▶ _Task goal_:
Report every line below that contains the string "raised", copying each such line in full. Case counts.

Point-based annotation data
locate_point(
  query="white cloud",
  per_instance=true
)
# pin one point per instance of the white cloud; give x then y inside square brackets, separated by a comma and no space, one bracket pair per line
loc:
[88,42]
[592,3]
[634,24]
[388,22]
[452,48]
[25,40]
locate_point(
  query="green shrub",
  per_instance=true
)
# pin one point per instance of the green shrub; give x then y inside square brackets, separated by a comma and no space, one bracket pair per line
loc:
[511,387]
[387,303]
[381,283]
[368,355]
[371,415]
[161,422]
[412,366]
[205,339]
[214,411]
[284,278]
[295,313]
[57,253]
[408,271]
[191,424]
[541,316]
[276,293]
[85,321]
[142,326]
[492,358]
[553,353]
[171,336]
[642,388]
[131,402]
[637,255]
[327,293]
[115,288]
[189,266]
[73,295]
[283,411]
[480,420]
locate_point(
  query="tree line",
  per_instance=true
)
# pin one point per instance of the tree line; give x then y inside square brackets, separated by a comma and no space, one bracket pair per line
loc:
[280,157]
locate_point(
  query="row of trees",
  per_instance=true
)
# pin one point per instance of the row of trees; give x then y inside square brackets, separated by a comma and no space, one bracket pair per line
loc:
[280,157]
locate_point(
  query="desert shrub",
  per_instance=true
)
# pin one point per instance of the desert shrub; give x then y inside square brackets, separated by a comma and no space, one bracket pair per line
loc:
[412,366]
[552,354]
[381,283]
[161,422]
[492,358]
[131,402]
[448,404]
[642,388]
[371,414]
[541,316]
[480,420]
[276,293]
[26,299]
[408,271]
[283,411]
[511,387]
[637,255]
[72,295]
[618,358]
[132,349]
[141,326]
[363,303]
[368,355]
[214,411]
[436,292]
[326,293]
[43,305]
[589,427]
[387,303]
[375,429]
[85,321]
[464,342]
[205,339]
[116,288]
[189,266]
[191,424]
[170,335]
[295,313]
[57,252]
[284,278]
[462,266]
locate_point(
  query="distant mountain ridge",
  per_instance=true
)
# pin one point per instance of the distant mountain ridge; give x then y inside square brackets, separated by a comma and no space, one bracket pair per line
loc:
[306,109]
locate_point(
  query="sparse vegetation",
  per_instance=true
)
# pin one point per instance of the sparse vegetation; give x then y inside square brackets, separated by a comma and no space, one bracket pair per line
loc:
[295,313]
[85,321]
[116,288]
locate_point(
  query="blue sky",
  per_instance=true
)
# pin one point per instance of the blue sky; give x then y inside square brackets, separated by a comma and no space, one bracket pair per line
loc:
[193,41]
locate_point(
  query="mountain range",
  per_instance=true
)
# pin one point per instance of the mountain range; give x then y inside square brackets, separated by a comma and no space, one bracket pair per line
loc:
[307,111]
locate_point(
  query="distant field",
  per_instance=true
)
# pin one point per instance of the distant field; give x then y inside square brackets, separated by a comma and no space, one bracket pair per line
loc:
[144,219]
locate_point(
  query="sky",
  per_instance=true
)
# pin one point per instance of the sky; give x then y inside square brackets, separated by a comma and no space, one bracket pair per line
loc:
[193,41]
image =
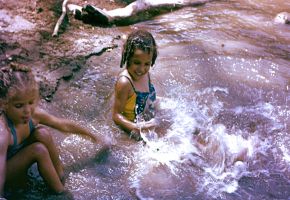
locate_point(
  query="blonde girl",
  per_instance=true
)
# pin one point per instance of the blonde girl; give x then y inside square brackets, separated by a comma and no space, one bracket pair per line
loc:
[23,138]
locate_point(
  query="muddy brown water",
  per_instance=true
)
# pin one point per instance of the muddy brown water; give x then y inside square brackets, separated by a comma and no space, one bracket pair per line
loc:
[223,67]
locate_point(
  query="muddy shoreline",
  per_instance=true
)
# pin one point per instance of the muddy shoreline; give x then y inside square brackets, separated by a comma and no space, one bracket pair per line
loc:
[26,38]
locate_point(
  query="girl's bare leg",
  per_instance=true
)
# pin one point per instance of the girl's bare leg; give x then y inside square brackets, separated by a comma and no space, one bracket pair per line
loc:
[18,165]
[42,135]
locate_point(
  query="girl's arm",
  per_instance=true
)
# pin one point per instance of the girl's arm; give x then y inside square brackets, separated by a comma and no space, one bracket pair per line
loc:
[4,141]
[62,124]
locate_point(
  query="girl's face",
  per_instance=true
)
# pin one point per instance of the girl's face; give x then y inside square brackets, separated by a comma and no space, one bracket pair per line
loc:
[20,107]
[139,64]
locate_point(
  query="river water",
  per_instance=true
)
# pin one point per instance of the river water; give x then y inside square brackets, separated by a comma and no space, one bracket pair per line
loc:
[223,68]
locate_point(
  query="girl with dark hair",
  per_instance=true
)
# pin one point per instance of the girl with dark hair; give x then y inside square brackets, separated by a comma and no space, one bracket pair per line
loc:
[134,92]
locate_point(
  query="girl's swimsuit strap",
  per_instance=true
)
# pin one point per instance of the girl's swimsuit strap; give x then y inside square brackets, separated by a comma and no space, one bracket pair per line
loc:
[12,128]
[130,82]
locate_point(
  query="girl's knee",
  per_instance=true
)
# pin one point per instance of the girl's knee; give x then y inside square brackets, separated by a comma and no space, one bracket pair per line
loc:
[39,150]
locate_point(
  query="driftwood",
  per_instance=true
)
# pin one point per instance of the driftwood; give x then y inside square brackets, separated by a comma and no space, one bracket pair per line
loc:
[59,21]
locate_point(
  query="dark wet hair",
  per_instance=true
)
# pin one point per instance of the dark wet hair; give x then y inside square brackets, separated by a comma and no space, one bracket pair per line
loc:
[139,39]
[16,77]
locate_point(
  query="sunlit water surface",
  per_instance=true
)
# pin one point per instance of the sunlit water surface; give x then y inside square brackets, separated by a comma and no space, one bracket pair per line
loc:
[224,69]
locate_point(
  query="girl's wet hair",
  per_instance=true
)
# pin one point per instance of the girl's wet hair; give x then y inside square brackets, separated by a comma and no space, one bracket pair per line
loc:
[139,39]
[17,78]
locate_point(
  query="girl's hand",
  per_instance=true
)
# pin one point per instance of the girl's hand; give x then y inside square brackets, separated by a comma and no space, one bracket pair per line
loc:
[135,134]
[148,125]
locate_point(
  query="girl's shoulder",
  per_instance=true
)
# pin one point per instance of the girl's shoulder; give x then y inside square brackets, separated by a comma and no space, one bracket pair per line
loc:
[124,82]
[4,130]
[38,115]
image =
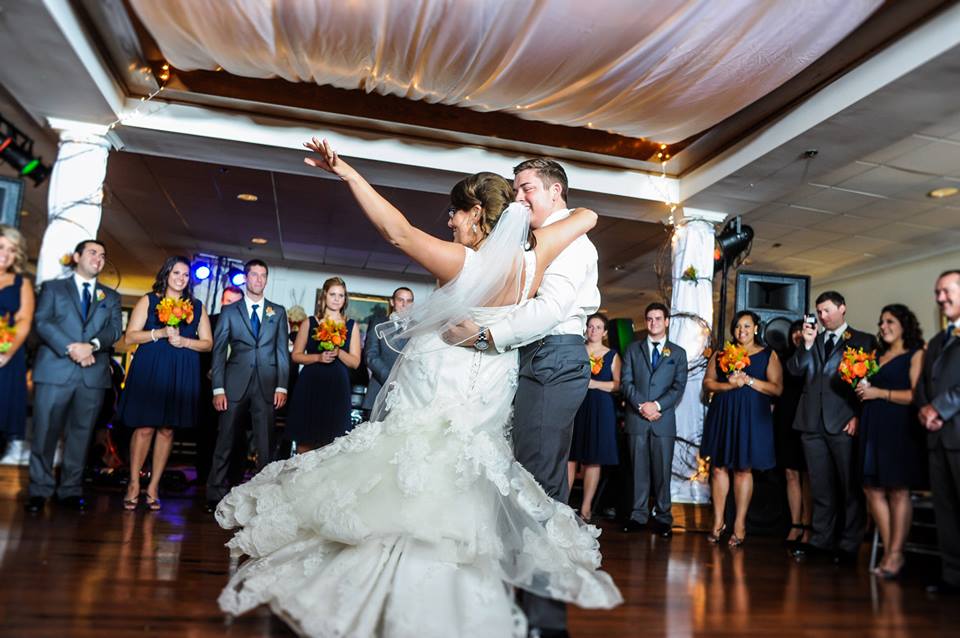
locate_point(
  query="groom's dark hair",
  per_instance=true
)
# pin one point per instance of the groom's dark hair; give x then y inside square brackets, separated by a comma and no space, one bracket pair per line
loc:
[549,172]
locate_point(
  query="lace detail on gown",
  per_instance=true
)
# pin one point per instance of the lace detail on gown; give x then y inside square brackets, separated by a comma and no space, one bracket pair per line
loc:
[418,524]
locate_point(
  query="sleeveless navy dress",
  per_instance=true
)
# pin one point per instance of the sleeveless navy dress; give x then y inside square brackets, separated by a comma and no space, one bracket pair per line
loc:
[319,409]
[13,376]
[595,426]
[738,429]
[163,383]
[892,441]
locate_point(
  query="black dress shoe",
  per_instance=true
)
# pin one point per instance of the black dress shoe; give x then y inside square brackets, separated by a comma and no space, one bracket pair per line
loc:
[75,503]
[942,588]
[34,504]
[633,526]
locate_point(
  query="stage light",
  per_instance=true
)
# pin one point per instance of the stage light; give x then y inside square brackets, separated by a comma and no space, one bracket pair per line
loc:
[16,149]
[236,277]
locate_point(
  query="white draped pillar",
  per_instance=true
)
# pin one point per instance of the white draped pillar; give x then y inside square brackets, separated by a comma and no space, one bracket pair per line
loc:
[75,197]
[693,246]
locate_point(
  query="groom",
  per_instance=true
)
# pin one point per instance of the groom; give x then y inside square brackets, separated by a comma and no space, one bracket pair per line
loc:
[554,366]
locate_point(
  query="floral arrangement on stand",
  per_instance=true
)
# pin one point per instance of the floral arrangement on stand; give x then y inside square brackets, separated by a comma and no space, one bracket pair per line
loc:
[330,334]
[857,365]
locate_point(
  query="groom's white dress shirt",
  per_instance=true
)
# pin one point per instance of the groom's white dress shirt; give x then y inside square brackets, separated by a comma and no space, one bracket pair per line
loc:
[567,295]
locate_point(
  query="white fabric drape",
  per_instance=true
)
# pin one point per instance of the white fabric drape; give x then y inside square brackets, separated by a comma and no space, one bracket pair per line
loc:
[74,201]
[658,69]
[693,243]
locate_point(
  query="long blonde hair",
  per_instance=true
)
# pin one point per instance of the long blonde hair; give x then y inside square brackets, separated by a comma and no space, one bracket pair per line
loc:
[322,303]
[19,247]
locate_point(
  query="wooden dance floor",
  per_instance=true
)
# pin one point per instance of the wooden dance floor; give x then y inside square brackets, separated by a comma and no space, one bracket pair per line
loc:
[107,573]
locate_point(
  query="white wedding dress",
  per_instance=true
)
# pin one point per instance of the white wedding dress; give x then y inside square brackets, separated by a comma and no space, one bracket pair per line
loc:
[417,525]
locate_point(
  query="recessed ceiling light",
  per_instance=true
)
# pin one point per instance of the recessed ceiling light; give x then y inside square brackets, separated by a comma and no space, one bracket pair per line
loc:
[946,191]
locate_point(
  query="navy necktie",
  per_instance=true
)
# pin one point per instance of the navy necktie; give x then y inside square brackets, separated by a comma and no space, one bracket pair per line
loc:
[255,321]
[86,299]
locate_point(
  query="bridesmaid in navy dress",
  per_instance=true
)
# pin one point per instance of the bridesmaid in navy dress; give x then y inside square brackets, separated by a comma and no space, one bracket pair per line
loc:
[163,383]
[16,308]
[319,409]
[595,426]
[892,442]
[738,429]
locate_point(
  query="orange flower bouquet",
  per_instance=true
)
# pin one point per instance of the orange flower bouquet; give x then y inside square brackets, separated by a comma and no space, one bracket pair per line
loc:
[330,334]
[173,312]
[596,364]
[857,365]
[733,358]
[8,330]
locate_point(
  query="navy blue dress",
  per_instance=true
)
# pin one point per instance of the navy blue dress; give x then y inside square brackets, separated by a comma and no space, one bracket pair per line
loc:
[319,408]
[738,430]
[163,383]
[595,426]
[13,376]
[892,441]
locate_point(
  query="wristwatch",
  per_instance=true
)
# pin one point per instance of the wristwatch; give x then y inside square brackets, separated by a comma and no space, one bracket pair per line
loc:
[481,344]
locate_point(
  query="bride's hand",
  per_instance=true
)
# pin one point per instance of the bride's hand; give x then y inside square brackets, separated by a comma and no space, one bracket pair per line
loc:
[328,160]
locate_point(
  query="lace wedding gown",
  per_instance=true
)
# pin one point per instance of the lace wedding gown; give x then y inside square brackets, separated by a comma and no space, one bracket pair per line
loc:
[417,525]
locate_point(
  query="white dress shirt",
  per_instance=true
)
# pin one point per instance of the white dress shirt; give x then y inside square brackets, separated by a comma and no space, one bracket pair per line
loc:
[567,295]
[260,306]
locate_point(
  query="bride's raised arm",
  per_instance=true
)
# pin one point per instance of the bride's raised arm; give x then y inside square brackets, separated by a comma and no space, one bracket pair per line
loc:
[444,259]
[553,239]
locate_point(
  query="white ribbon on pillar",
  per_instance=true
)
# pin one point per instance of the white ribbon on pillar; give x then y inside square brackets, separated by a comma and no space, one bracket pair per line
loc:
[75,199]
[693,246]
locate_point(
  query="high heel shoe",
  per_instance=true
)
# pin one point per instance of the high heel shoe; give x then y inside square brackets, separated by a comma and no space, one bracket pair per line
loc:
[714,537]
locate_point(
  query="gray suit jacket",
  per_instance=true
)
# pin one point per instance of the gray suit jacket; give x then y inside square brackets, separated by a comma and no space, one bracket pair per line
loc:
[267,355]
[640,383]
[826,398]
[59,322]
[379,358]
[939,385]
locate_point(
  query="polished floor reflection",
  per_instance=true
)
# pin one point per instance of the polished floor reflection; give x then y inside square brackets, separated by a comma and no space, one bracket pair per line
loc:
[109,573]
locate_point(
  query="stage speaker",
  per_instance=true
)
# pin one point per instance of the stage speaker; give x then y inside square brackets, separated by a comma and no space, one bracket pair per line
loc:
[11,200]
[778,299]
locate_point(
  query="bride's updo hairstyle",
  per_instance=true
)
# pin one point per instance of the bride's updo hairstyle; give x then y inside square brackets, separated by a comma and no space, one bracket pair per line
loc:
[492,192]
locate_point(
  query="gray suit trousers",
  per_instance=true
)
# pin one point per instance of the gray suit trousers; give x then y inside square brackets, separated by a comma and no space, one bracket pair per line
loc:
[554,375]
[69,410]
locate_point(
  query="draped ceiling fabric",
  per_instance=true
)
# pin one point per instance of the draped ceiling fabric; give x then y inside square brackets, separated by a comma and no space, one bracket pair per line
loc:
[658,69]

▶ _Final result_:
  query="bride's raised arm",
# pin one point per instance of the bride's raised arm; give x then y inside square brackets, separated by a comma and no space, one bracket pair per line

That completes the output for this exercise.